Pull out every line of the records below that contains the string "image" and copy each one. The match is case-sensitive.
[Start of MATERIAL FOR THE TASK]
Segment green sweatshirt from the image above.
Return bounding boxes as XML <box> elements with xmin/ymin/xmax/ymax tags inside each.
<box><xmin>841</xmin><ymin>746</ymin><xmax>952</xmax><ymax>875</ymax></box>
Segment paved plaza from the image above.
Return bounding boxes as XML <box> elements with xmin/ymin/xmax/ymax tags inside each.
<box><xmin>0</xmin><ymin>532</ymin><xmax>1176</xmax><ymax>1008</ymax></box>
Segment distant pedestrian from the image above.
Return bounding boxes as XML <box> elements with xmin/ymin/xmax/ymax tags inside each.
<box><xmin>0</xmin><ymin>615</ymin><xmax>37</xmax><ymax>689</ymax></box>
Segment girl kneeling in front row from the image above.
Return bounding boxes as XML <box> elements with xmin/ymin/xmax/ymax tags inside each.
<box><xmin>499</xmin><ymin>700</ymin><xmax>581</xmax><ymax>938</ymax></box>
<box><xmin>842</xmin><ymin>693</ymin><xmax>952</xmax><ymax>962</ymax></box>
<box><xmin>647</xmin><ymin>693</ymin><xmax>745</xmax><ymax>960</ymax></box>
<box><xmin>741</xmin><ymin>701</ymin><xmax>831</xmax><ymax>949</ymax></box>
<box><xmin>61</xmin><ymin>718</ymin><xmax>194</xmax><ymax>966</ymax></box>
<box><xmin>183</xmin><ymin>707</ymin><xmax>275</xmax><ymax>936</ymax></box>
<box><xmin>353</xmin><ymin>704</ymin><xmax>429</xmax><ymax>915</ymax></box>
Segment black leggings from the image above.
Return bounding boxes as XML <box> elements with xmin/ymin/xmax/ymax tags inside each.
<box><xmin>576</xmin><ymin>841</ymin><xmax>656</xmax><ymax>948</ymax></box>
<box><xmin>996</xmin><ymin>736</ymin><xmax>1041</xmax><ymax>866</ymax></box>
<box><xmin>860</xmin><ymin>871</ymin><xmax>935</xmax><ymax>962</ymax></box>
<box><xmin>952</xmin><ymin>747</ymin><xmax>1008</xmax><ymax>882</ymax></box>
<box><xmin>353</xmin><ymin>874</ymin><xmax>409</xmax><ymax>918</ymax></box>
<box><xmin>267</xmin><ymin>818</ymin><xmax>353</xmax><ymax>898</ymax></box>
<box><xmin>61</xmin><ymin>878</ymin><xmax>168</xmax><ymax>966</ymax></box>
[End of MATERIAL FOR THE TASK]
SOLUTION TO THE PROBLEM.
Segment green sweatshirt from the image above.
Segment paved plaza from the image above.
Segment distant pedestrian from the image above.
Segment girl kneeling in front row from the image above.
Segment black leggings from the image above.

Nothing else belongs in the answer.